### Exercise goal
Find every line in the records below that contains the word "green" and copy each one out. Treat matches as case-sensitive.
[START Data for the task]
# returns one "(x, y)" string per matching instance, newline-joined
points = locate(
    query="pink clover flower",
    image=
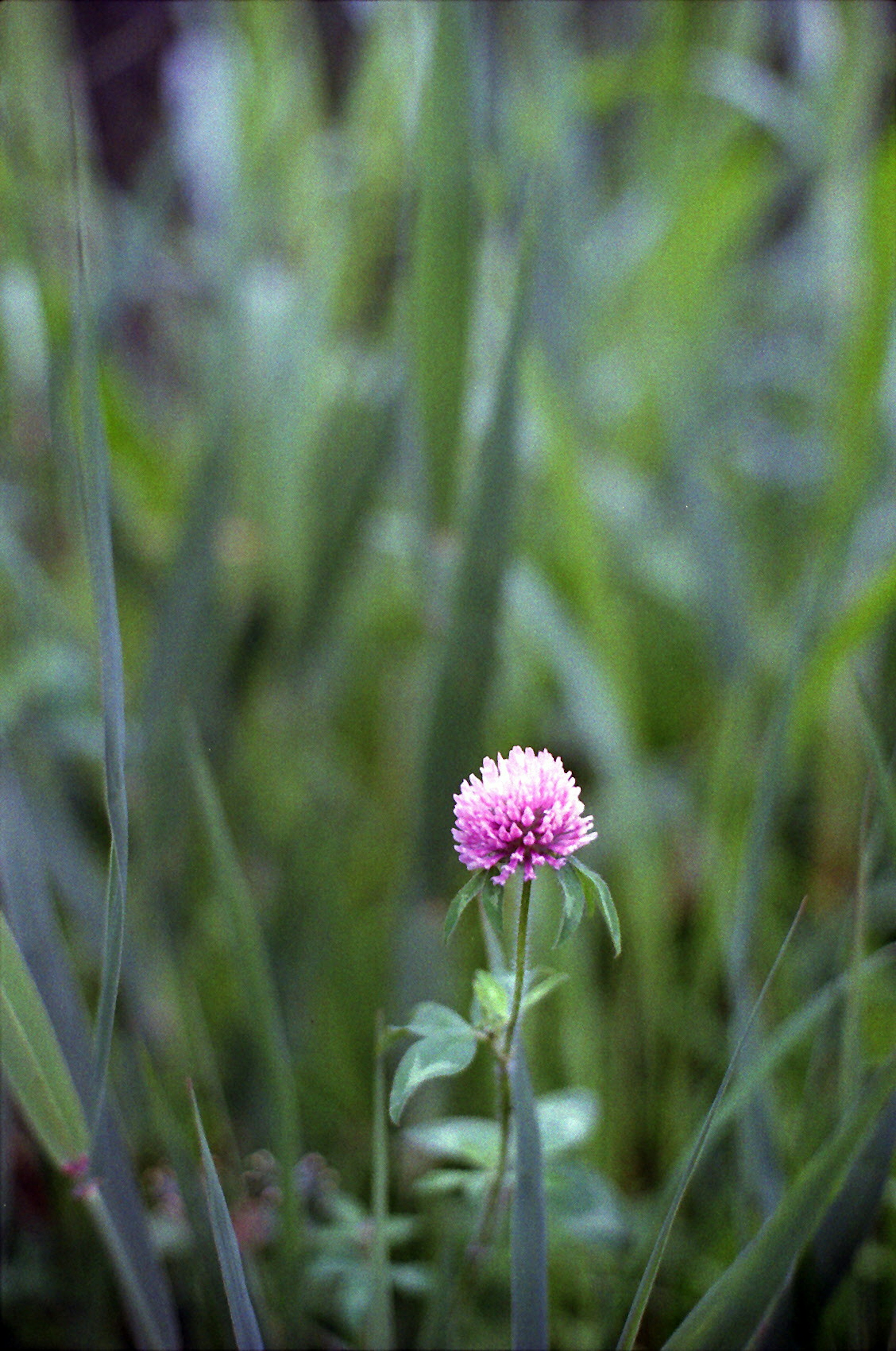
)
(524, 811)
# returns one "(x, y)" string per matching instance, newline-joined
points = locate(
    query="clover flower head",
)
(523, 812)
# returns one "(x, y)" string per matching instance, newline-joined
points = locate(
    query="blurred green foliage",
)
(472, 376)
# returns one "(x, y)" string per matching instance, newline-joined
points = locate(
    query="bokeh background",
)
(472, 376)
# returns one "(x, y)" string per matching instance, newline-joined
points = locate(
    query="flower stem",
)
(504, 1056)
(522, 967)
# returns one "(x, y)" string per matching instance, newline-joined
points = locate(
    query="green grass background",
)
(520, 375)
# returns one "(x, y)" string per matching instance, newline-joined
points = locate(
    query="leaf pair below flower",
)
(447, 1045)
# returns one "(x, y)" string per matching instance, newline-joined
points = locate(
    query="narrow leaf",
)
(544, 988)
(529, 1229)
(467, 894)
(443, 254)
(432, 1019)
(92, 465)
(573, 904)
(732, 1310)
(596, 889)
(643, 1295)
(883, 775)
(246, 1330)
(33, 1061)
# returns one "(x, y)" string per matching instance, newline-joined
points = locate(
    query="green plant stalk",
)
(851, 1061)
(504, 1056)
(142, 1312)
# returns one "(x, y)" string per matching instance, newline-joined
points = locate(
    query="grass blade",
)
(731, 1311)
(840, 1235)
(33, 1061)
(529, 1227)
(92, 463)
(381, 1326)
(454, 741)
(246, 1329)
(443, 254)
(883, 775)
(261, 994)
(33, 921)
(643, 1295)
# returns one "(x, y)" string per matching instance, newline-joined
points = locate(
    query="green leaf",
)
(883, 776)
(246, 1330)
(431, 1019)
(92, 467)
(33, 1061)
(731, 1311)
(467, 894)
(447, 1048)
(493, 998)
(566, 1119)
(492, 898)
(544, 988)
(573, 904)
(596, 889)
(466, 1139)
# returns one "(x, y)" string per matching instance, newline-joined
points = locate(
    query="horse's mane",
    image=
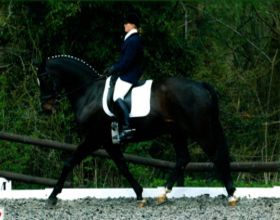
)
(72, 63)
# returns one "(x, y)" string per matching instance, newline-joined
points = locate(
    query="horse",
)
(179, 107)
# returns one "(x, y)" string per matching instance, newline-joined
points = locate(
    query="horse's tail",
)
(214, 98)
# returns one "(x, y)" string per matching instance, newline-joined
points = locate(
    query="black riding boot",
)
(123, 114)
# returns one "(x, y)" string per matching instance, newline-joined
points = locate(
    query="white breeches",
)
(121, 89)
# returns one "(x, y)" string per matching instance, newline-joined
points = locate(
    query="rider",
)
(128, 69)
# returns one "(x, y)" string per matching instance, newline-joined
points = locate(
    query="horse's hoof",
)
(51, 202)
(161, 199)
(142, 203)
(232, 201)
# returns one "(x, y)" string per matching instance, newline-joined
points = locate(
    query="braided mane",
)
(74, 63)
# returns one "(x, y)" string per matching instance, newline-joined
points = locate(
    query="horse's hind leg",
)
(83, 150)
(117, 156)
(215, 146)
(182, 159)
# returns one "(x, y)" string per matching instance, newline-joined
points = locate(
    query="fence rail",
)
(191, 167)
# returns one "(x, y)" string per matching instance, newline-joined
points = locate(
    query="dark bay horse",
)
(179, 107)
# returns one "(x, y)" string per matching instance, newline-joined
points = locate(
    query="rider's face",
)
(128, 27)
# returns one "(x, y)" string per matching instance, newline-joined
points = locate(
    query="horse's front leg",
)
(83, 150)
(182, 159)
(117, 156)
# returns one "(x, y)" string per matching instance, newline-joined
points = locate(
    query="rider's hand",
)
(108, 71)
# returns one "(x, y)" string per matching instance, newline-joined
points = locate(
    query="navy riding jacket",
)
(129, 65)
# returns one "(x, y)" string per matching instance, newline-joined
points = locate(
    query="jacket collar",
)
(132, 31)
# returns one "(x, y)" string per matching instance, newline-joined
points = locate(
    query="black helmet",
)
(132, 18)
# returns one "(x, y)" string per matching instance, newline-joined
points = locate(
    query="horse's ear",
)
(39, 64)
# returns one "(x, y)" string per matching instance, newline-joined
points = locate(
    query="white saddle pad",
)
(140, 99)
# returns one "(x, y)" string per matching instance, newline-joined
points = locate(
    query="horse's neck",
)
(86, 98)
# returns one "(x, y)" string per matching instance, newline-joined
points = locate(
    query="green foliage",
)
(234, 45)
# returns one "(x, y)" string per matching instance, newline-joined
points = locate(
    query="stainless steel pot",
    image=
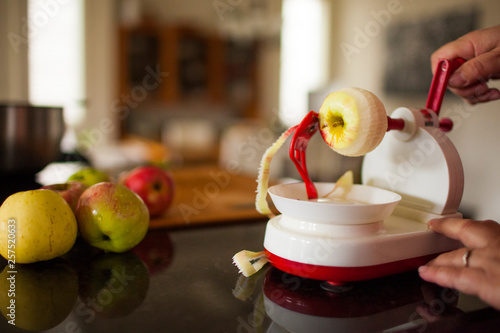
[END Data for the task]
### Exercise result
    query="blurred green foliage",
    query="green grass background",
    query="green plant stalk",
    query="green leaf",
    query="green foliage",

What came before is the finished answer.